# START OF RAW DATA

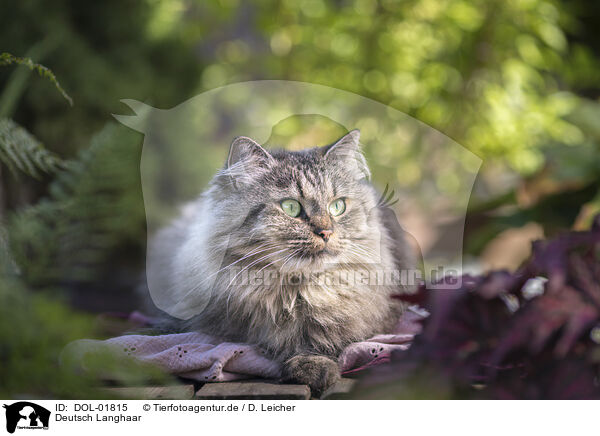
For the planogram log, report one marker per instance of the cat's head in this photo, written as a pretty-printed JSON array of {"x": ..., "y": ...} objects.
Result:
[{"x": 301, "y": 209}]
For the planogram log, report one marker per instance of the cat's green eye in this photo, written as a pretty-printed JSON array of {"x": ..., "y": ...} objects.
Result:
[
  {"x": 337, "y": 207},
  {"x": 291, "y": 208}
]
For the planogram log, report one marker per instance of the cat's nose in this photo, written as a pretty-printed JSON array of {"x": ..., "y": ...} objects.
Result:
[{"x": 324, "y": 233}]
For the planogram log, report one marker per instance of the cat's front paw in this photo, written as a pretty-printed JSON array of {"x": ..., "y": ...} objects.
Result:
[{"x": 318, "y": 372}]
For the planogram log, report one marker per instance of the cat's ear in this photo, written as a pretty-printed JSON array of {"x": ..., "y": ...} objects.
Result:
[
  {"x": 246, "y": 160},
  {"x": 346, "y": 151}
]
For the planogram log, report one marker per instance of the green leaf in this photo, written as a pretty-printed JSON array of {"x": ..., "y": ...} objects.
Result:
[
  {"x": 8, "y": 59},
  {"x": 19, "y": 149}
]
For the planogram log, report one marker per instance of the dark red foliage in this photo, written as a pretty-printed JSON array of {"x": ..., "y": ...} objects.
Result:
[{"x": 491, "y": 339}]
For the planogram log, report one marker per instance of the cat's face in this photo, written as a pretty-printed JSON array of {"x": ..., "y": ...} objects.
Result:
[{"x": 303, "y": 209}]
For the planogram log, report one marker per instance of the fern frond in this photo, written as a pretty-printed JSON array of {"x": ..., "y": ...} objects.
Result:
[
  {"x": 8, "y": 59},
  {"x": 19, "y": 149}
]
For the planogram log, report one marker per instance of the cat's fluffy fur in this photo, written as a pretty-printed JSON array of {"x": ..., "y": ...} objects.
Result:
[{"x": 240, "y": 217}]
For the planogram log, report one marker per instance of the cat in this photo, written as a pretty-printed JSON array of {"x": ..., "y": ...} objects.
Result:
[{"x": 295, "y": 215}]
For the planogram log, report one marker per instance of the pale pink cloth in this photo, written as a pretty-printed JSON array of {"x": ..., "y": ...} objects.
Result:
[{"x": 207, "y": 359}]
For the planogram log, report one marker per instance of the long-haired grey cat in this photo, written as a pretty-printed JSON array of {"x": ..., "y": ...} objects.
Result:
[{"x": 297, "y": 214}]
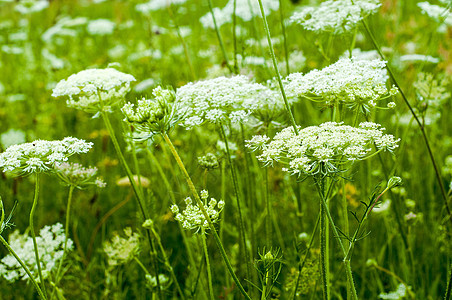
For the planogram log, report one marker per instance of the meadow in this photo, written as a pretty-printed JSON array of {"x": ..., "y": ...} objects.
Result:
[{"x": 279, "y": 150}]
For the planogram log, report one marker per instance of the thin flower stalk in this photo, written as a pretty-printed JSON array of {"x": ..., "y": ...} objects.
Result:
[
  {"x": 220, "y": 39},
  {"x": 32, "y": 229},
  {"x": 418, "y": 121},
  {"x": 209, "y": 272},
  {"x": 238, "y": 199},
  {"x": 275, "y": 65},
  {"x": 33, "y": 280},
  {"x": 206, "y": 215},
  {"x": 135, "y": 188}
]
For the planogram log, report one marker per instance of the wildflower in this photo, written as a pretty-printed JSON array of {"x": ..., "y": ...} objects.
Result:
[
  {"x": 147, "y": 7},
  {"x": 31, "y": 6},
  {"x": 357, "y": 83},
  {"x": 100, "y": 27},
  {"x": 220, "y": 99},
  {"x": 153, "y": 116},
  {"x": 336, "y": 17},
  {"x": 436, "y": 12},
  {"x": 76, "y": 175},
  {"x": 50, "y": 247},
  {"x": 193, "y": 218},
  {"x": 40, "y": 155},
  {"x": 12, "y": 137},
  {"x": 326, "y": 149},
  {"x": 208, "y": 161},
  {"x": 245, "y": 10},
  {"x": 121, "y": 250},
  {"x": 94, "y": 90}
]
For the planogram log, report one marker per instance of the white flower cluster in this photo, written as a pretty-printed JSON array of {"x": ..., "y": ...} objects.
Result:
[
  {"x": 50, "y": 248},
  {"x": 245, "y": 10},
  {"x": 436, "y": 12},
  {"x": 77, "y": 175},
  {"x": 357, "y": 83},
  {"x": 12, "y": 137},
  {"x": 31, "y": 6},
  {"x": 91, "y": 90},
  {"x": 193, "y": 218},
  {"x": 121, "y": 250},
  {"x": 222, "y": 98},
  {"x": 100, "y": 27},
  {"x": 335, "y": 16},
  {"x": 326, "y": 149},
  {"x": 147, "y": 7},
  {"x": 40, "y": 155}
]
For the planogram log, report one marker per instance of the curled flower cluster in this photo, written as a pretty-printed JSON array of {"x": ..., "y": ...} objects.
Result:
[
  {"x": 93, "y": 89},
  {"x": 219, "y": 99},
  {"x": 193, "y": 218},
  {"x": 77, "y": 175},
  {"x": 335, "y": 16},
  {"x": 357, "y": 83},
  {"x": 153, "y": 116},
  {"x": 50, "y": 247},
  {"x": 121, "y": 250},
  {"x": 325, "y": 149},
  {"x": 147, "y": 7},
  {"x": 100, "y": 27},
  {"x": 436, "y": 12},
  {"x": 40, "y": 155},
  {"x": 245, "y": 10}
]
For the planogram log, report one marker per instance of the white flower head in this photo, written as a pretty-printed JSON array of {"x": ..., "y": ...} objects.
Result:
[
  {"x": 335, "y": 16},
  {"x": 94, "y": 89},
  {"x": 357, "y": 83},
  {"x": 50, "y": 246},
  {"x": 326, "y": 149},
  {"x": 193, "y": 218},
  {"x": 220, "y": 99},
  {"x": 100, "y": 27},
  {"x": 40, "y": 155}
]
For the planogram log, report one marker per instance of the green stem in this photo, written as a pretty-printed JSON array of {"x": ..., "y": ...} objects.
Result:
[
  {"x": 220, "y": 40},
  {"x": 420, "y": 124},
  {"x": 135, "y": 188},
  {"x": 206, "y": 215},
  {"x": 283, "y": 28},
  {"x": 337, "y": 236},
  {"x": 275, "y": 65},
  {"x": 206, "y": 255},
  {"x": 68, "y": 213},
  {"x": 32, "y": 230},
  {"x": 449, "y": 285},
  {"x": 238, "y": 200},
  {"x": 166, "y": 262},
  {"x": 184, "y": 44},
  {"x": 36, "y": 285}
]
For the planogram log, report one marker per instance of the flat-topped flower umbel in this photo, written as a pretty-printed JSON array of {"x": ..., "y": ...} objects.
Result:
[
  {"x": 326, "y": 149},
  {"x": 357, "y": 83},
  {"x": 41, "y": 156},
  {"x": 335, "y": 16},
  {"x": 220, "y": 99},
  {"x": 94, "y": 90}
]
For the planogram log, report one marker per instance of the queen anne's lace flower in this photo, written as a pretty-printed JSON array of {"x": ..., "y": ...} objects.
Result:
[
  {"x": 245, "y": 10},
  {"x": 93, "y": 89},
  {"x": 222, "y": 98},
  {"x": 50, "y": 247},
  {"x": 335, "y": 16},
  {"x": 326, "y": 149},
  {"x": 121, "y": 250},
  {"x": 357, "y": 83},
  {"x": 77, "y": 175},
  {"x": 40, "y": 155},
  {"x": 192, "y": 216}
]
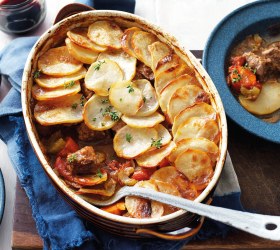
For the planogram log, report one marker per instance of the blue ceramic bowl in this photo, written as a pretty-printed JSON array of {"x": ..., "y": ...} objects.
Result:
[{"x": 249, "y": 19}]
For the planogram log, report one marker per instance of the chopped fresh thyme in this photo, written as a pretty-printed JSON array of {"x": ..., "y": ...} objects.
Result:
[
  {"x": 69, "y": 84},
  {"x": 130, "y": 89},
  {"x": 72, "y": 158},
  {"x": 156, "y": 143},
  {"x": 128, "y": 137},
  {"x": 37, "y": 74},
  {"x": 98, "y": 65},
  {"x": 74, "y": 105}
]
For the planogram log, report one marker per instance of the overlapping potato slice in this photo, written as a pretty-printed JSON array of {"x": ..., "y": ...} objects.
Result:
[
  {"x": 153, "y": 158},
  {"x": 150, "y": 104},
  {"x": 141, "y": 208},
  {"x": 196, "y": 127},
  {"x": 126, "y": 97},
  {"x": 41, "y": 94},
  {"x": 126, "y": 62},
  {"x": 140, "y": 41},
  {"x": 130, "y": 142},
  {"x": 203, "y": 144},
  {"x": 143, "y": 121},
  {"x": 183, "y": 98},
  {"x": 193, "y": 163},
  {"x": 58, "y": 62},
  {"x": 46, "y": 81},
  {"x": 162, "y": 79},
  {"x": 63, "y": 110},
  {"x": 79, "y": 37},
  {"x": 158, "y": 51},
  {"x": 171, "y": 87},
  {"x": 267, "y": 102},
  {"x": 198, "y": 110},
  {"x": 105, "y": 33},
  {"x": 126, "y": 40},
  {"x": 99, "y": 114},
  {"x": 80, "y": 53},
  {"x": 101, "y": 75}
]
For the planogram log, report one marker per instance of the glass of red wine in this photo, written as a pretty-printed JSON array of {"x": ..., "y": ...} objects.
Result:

# END OF RAW DATA

TASK DESCRIPTION:
Return the lines above, from the one containing "of the overlapping" to the end, exactly as they stand.

FINAL RESULT:
For the planogram log, report one marker per instance of the overlapping potato slice in this photo, written as a pretty-printed JSON array of {"x": ..., "y": ...} objects.
Result:
[
  {"x": 153, "y": 158},
  {"x": 150, "y": 104},
  {"x": 141, "y": 208},
  {"x": 196, "y": 127},
  {"x": 126, "y": 97},
  {"x": 41, "y": 94},
  {"x": 126, "y": 62},
  {"x": 140, "y": 41},
  {"x": 130, "y": 142},
  {"x": 203, "y": 144},
  {"x": 143, "y": 121},
  {"x": 183, "y": 98},
  {"x": 193, "y": 163},
  {"x": 58, "y": 62},
  {"x": 46, "y": 81},
  {"x": 162, "y": 79},
  {"x": 63, "y": 110},
  {"x": 79, "y": 37},
  {"x": 158, "y": 51},
  {"x": 171, "y": 87},
  {"x": 267, "y": 102},
  {"x": 198, "y": 110},
  {"x": 105, "y": 33},
  {"x": 126, "y": 40},
  {"x": 99, "y": 114},
  {"x": 80, "y": 53},
  {"x": 101, "y": 75}
]
For the planogram log, report one marker per instance of the glass of red wine in this photo, written as a pretty-printed JSON array of {"x": ..., "y": ...} objects.
Result:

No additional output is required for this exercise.